*** TASK INPUTS Section Begins ***

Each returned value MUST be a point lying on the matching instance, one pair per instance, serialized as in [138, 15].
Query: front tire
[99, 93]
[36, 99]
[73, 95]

*** TASK INPUTS Section Ends ***

# EXERCISE OBJECTIVE
Exactly as written, transcribe each line of the data.

# RESPONSE TO THIS TASK
Each returned value MUST be a point lying on the matching instance, one pair per instance, serialized as in [138, 15].
Query: front tire
[99, 93]
[36, 99]
[73, 95]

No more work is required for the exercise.